TANTANGAN:
a – Dalam tulisan tentang jejaring sosial, apa yang paling pandai dilakukan taman sosial digital?
b – Lanjutkan tulisan tentang jejaring sosial mulai dari kalimat terakhirnya.

TEKS HALAMAN:
▼▼▼
14 May 2012

Iryani

Ketika akhirnya kamu sadar bahwa jejaring sosial tak lebih dari sorot kamera liar yang setiap saat bebas menelanjangi bulu dadamu, maka kamu pun bergeser ke kiri, lebih pinggirnya lagi. Tapi sebenarnya kamera itu tak pernah memaksa, kamunya saja yang pasrah dan rela membuka kancing bajumu satu persatu, dan perlahan membukanya, lalu lihatlah itu apa yang ada di dalamnya. Relasi terjalin dari basa-basi, lalu menghilang seperti cahaya di penghujung candra. Taman sosial digital paling pandai melekatkan anggapan. Penyakit gila dikiranya cari nama. Fakta dan citra blingsatan tersesat mencari jalan. Seperti bayi-bayi di dunia konsumsi yang menjadi korban imajinasi para orangtua pemuja kelas sosial, pemilik account pun banyak yang menyerempet ke sana.
▲▲▲
KUMPULAN DATA:
▼▼▼
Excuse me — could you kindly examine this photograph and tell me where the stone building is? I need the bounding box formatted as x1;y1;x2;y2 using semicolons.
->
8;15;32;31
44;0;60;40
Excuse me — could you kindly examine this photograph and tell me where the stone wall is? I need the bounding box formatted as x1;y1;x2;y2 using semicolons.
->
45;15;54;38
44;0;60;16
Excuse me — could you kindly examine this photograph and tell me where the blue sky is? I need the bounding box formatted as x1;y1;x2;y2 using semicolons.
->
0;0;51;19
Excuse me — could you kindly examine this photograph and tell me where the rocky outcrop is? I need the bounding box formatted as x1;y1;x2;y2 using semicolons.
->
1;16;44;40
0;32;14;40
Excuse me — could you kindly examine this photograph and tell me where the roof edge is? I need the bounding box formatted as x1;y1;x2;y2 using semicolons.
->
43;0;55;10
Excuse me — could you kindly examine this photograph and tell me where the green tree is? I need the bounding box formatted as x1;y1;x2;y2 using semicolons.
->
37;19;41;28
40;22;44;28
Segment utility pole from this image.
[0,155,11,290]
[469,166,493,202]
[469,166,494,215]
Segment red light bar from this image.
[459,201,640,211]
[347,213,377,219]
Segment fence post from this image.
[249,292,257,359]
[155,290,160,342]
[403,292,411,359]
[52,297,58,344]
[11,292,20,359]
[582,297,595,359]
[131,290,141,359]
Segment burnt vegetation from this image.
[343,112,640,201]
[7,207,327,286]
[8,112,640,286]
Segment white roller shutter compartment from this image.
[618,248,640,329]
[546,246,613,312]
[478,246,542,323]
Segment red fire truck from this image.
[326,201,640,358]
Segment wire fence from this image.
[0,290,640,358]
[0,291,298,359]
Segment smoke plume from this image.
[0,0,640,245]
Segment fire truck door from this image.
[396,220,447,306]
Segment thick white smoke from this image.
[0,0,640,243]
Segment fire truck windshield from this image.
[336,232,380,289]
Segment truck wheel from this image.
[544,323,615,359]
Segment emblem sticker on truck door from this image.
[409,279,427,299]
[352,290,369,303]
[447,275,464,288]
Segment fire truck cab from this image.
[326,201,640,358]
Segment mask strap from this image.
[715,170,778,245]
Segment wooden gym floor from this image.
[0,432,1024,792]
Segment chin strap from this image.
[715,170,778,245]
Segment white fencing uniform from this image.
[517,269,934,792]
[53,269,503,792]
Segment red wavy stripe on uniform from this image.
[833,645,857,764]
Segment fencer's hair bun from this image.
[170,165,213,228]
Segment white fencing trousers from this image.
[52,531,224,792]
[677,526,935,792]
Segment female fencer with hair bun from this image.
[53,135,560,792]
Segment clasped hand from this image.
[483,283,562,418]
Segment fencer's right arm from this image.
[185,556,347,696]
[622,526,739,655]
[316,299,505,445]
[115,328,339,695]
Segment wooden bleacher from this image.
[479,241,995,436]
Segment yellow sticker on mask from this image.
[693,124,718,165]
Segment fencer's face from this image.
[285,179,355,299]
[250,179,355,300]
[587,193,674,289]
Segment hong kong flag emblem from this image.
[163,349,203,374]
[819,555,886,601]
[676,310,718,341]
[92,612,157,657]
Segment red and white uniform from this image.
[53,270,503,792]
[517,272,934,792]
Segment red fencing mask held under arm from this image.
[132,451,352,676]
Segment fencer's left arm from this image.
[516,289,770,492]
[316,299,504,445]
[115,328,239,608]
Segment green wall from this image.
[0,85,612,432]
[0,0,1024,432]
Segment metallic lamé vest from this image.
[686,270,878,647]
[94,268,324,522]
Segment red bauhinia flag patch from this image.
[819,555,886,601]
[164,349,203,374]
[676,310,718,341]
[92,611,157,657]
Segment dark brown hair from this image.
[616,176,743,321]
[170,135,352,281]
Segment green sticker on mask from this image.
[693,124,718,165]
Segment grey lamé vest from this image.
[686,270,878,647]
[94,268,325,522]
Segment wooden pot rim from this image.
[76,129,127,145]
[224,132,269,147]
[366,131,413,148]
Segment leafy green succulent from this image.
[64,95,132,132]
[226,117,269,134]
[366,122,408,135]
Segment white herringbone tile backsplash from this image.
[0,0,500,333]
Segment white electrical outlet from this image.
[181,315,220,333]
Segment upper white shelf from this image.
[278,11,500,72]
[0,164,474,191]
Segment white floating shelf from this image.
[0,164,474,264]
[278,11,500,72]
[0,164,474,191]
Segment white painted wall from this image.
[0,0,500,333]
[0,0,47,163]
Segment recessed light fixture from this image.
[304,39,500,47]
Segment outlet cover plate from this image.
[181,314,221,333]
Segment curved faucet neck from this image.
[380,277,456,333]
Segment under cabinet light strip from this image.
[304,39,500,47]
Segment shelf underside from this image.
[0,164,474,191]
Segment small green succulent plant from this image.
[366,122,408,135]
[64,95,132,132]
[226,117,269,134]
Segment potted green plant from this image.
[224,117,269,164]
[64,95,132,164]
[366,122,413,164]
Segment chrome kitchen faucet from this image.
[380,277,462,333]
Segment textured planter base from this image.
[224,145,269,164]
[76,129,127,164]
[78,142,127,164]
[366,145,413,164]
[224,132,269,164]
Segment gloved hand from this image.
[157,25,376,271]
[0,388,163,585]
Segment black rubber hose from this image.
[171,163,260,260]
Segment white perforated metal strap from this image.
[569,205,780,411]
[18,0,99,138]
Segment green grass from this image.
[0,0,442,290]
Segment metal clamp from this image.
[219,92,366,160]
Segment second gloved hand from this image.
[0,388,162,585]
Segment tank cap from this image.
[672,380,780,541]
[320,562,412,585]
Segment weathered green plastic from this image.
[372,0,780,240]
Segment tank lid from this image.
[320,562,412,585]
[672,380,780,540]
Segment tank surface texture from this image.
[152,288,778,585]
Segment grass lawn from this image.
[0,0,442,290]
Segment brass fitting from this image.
▲▲▲
HASIL TIAP TUGAS:
a – Melekatkan anggapan.

b –
Ketika akhirnya kamu merasa gerah dan menginginkan tempat sepi untuk berteduh, maka kamu pun lari ke haribaan buku dan mencatat perjalanan waktu satu persatu. Di sini, di tempat yang jauh dari hingar-bingar deru nafas sosial, kamu pun mulai merangkai satu nama. Nama yang kepadanya kamu telah melekatkan keputusan, bahwa setapak pun kamu tidak akan pergi meninggalkannya. Bahkan jauh-jauh hari kamu telah mempersiapkan do’a bagi makhluk bernyawa, kelak.

Mencintai dengan berani. Berani menunggu, berani diacuhkan, berani mengalami penolakan, berani dikatakan aneh, berani gagal berkali-kali. Para pahlawan dikenang bukan dari nisan tapi dari perjalanan. Maka cinta namanya jika kamu melihat rumah dari balik sorot matanya. Maka cinta namanya jika kamu tak menemukan alasan kenapa dia begitu mengesankan.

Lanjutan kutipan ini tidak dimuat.